▶ _What the task asks_
Copy the lines below word for word, leaving out the pictures.

▶ _Records for processing_

======

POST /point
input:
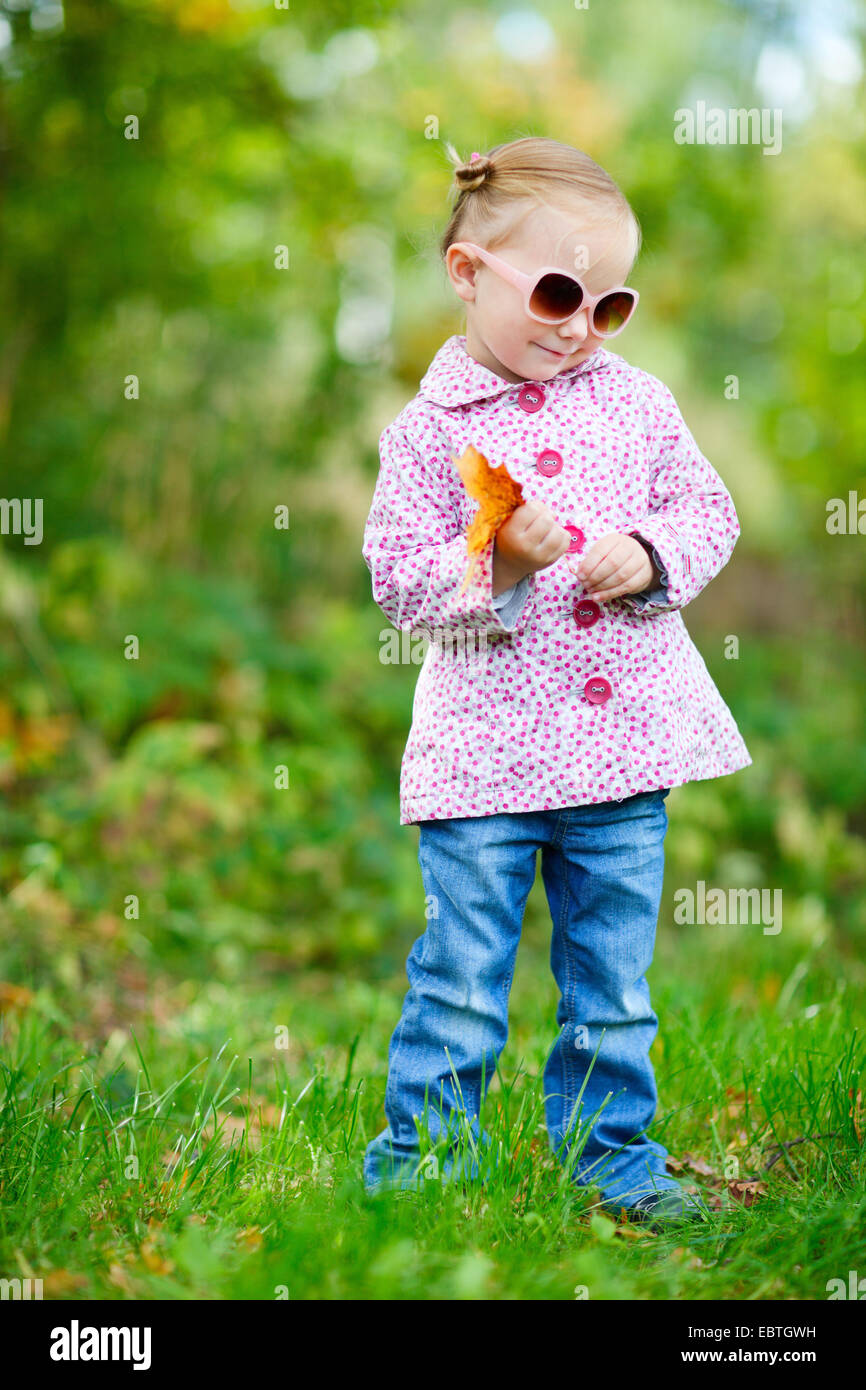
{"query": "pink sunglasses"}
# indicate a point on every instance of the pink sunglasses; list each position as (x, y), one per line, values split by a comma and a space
(553, 296)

======

▶ _Output_
POST /point
input:
{"query": "pink sunglasses"}
# indicate a point on every instance of the pink sunglasses; list each position as (x, y), one per line, values split by a comma and a space
(553, 296)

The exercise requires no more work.